■ Tarefa escrita 1
Indique se cada afirmação abaixo está de acordo com o trecho selecionado, respondendo sim ou não e citando literalmente as palavras do texto que decidem a resposta.
(a) Lilith teria sido a primeira mulher de Adão.
(b) As religiões morais nasceram entre os gregos.
(c) Lutero chamou Moisés de professor de leis.
■ Tarefa escrita 2
Responda com base no trecho selecionado:
(a) Que ave também simbolizava o escuro da noite?
(b) Quem recitou versos em uma missa de sétimo dia?
(c) Como se chamava o capítulo das Ordenações Afonsinas citado no texto?
■ Tarefa escrita 3
Reproduza do trecho selecionado a passagem que vai de "Um demônio fêmea" até "ensinou a roubar.".

■ Trecho selecionado
☆ ☆ ☆ ☆
Um demônio fêmea chamado Lilith, antigo mito, representava o escuro da noite, simbolizada também pela coruja, e teria sido a primeira mulher de Adão, antes de Eva. Esta diaba prostituta, sedutora de jovens, perigo para as mães, foi quem ensinou a roubar.
As religiões morais nasceram entre os judeus, os mandamentos preceituam uma ética social e individual. Este mandamento – não furtarás – tem destinação pessoal e coletiva.
Crimes contra o patrimônio são cometidos sob o silêncio do comodismo e da covardia. No Brasil tudo é grande, até o erro. Furta-se o que se vê (coisa móvel) e o que não se vê (as criações do espírito, direitos autorais, arquivos e programas de computador, energia elétrica, com discursos inúteis que rouba-se até a paciência, os sonhos da juventude são também roubados). José Nêummane, poeta maior, escritor, jornalista culpa a nossa omissão dizendo que há um “pacto do silêncio que acoberta o crime e ajuda a mantê-lo impune”. Conclui: “Corruptos ou não, somos todos cúmplices”.
A humanidade ainda não inventou outra coisa para corrigir o crime que não seja o castigo. Afinal de contas, só existe crime porque existe direito. E o direito também promete castigo ao delinqüente.
Lutero (1483-1546) disse ser Moisés “um perfeito professor de leis”. O cabalístico 7 enumera este mandamento. São sete os dias da criação, as sete pragas, o perdão por sete vezes, ou por setenta vezes sete.
Em missa de sétimo dia, louvava-se a virtude da honestidade e correção de um defunto, quando Emílio de Menezes (1866-1927) recitou: Quando ele se viu sozinho / Na cova, na escuridão, / Subtraiu, de mansinho, / Os dourados do caixão.
A cleptomania, essa obsessiva neurose de furtar, teria ultrapassado a vida.
Pior do que isso, e existe, é a cleptolognia que acomete pessoas que têm excitação sexual quando furtam, quando subtraem bens alheios contra a vontade do dono.
Nos países de alta evolução, diz-se isto é do Governo. E todos têm respeito quase religioso. Aqui se diz isto é do Governo. E isto é interpretado como: pode usar, abusar, e até destruir. Furtar do Governo têm que ser crime maior porque é furtar de toda a população.
Nas Ordenações Afonsinas, que regeram Portugal e o Brasil desde 1580, aqui até 1917, havia um capítulo denominado Dos Crimes que não têm Perdão. Penso que devíamos restaurar o nome e a função antiga para os crimes hediondos. Assim, não mereceriam perdão o seqüestro, o estupro, o abuso de crianças, a destruição dos bens públicos.
☆ ☆ ☆ ☆
■ Extrato de dados

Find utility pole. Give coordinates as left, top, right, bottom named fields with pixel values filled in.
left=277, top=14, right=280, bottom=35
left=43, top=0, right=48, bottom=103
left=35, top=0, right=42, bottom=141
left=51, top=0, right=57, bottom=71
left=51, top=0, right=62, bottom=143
☆ ☆ ☆ ☆
■ Resposta escrita 1
(a) Sim: "teria sido a primeira mulher de Adão, antes de Eva".
(b) Não: "As religiões morais nasceram entre os judeus".
(c) Sim: "Lutero (1483-1546) disse ser Moisés “um perfeito professor de leis”".

■ Resposta escrita 2
(a) A coruja.
(b) Emílio de Menezes.
(c) Dos Crimes que não têm Perdão.

■ Resposta escrita 3
Um demônio fêmea chamado Lilith, antigo mito, representava o escuro da noite, simbolizada também pela coruja, e teria sido a primeira mulher de Adão, antes de Eva. Esta diaba prostituta, sedutora de jovens, perigo para as mães, foi quem ensinou a roubar.